Source:
•••••
1188

Queenie:
Taking the Portland lightrail to Hillsboro is pretty scary for me because you're underground for several minutes and it seems like you're going a zillion miles an hour and the lights flicker on and off. It makes my panic button twinge a little bit. Not nearly as bad as a plane though.
(Thu Jun 14, 2001 - 4:34:12 pm)

Detlef Sping:
Being scared of nothing is scary enough.
(Thu Jun 14, 2001 - 4:34:49 pm)

bela:
Talk about horrible. I had one at my old job and I started freaking out crying. My friend Trent was like "Why don't you sit on the floor". Everyone thought I was nuts after that.
(Thu Jun 14, 2001 - 4:36:13 pm)

Detlef Sping:
Really? old job eh?
(Thu Jun 14, 2001 - 4:37:01 pm)

Queenie:
People who have never had panic attacks just do NOT understand. They assume you can just "think" your way out of it. So not true. All the statistics and logic in the world means precisely DICK when you're in the throes of a panic attack. All I want to hear is that I'm not going to die, and unless you're god himself, I won't believe you anyway.
(Thu Jun 14, 2001 - 4:37:33 pm)

bela:
Ha ha.
(Thu Jun 14, 2001 - 4:38:24 pm)

Queenie:
I'd give anything to regain that feeling of immortality that I had a kid.
(Thu Jun 14, 2001 - 4:41:18 pm)
•••••
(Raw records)
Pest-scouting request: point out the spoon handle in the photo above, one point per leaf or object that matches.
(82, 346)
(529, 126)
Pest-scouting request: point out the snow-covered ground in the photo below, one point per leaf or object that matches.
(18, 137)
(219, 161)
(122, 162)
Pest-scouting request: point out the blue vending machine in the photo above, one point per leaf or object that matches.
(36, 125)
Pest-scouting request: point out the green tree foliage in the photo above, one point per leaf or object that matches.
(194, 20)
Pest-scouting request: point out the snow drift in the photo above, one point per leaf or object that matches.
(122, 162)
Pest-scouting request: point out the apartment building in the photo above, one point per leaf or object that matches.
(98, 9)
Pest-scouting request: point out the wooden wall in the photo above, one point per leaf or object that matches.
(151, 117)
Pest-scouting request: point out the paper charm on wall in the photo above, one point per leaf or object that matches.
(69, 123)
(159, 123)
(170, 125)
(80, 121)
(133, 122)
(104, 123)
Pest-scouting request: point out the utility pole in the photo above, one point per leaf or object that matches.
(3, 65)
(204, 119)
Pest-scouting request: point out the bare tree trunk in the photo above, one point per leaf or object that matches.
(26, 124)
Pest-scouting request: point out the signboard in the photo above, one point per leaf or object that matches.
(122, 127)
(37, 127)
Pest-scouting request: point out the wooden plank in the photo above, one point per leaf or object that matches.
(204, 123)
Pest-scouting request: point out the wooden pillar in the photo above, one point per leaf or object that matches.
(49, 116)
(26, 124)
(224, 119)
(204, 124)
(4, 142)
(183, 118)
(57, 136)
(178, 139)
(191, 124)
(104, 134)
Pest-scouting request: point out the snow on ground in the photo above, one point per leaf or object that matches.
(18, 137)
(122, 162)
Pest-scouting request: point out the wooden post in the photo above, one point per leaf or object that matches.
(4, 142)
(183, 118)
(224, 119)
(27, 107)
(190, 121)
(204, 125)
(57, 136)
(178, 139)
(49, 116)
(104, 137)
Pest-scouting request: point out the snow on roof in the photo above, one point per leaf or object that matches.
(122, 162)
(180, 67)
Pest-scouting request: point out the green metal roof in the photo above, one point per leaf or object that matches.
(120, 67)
•••••
Written instruction 1: Give every distinct username that signs a post in the panic attack thread.
Written instruction 2: Transcribe everything in the panic attack thread from "(Thu Jun 14, 2001 - 4:34:12" down to "- 4:37:01 pm)".

Exercise result 1: Queenie, Detlef Sping, bela

Exercise result 2:
(Thu Jun 14, 2001 - 4:34:12 pm)

Detlef Sping:
Being scared of nothing is scary enough.
(Thu Jun 14, 2001 - 4:34:49 pm)

bela:
Talk about horrible. I had one at my old job and I started freaking out crying. My friend Trent was like "Why don't you sit on the floor". Everyone thought I was nuts after that.
(Thu Jun 14, 2001 - 4:36:13 pm)

Detlef Sping:
Really? old job eh?
(Thu Jun 14, 2001 - 4:37:01 pm)